- Data under study -
■ ■ ■ ■ ■ ■ ■

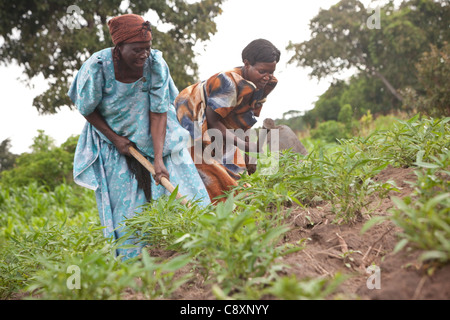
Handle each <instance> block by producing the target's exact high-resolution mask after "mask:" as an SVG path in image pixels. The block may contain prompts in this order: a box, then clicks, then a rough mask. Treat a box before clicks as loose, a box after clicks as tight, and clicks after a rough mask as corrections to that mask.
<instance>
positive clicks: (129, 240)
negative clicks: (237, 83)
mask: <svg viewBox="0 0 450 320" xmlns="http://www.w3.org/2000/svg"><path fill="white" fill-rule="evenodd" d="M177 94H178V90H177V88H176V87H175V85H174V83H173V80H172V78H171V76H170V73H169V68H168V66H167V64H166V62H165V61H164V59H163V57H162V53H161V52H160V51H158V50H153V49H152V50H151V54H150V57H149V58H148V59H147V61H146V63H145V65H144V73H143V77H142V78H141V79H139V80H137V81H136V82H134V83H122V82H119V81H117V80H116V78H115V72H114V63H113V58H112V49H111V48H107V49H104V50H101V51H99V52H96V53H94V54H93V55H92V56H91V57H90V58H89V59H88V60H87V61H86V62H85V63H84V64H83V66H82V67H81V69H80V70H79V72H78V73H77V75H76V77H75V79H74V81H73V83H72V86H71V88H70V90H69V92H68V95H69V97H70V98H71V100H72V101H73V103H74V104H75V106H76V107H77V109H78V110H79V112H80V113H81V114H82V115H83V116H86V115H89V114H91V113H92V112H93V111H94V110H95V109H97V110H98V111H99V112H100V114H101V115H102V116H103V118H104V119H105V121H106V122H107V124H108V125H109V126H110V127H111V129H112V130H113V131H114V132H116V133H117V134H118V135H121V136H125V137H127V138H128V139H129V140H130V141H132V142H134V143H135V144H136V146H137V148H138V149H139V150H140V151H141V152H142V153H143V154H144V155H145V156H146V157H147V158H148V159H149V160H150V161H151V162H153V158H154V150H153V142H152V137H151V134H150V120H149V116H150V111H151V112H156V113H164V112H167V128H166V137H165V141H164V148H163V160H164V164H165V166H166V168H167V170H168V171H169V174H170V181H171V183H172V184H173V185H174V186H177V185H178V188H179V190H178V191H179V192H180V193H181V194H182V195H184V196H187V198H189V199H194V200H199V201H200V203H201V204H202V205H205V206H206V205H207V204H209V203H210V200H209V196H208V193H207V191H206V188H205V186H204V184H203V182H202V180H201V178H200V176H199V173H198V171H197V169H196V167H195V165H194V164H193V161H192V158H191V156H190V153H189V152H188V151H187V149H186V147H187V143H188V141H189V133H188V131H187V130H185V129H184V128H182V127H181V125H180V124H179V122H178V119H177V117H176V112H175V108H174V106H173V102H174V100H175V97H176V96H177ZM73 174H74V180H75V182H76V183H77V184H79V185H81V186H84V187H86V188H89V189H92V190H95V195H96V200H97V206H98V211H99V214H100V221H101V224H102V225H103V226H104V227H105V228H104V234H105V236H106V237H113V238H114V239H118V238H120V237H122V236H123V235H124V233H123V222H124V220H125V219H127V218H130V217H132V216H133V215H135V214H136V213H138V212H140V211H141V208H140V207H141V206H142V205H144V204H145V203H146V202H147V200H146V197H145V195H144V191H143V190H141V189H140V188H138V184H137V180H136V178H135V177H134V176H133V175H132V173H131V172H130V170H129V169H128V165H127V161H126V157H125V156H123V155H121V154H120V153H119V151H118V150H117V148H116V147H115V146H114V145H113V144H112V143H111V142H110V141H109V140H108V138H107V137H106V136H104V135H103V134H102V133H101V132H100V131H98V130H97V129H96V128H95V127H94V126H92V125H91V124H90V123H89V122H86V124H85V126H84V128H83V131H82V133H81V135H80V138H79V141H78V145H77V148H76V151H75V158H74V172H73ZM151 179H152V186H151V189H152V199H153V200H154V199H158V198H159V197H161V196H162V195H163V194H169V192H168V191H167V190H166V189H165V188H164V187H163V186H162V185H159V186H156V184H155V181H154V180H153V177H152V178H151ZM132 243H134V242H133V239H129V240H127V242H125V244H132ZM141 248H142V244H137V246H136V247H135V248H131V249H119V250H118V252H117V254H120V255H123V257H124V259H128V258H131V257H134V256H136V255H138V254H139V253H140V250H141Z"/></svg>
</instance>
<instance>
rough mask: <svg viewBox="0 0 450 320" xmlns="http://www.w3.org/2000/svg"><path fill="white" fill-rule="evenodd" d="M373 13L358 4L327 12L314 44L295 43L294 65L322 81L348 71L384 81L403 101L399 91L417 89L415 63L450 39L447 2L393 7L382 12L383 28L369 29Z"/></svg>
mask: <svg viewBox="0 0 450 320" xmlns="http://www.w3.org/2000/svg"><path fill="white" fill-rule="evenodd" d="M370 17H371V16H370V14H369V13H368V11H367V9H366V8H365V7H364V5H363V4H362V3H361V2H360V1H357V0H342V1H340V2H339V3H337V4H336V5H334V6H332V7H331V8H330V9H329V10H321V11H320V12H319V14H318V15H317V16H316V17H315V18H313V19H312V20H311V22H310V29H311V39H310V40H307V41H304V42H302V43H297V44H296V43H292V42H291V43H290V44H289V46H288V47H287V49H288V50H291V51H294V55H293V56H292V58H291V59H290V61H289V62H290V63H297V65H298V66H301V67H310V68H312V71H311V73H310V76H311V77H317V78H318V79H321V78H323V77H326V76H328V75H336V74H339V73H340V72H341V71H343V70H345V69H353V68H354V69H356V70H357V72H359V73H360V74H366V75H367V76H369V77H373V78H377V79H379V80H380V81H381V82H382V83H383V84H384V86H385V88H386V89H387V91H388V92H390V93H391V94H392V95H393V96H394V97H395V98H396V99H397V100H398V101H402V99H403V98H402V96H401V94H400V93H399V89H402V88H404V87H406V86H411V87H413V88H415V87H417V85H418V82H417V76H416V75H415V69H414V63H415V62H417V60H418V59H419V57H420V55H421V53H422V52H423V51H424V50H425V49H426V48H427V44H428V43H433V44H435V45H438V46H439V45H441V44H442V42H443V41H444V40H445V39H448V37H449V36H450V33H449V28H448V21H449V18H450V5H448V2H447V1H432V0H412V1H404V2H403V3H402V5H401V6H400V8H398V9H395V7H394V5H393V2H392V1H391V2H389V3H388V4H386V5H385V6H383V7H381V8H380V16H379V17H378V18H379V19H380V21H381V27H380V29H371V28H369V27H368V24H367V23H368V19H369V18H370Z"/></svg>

■ ■ ■ ■ ■ ■ ■

- Work order -
Search the data above for the string "instance" and return every line that has it.

- Response to the task -
Handle each <instance> block by producing the target's exact high-resolution mask after "mask:" as an SVG path in image pixels. The block may contain prompts in this order: a box, then clicks, then a rough mask. Treat a box before clicks as loose, a box after clicks as tight, and clicks after a rough mask as corrections to that mask.
<instance>
</instance>
<instance>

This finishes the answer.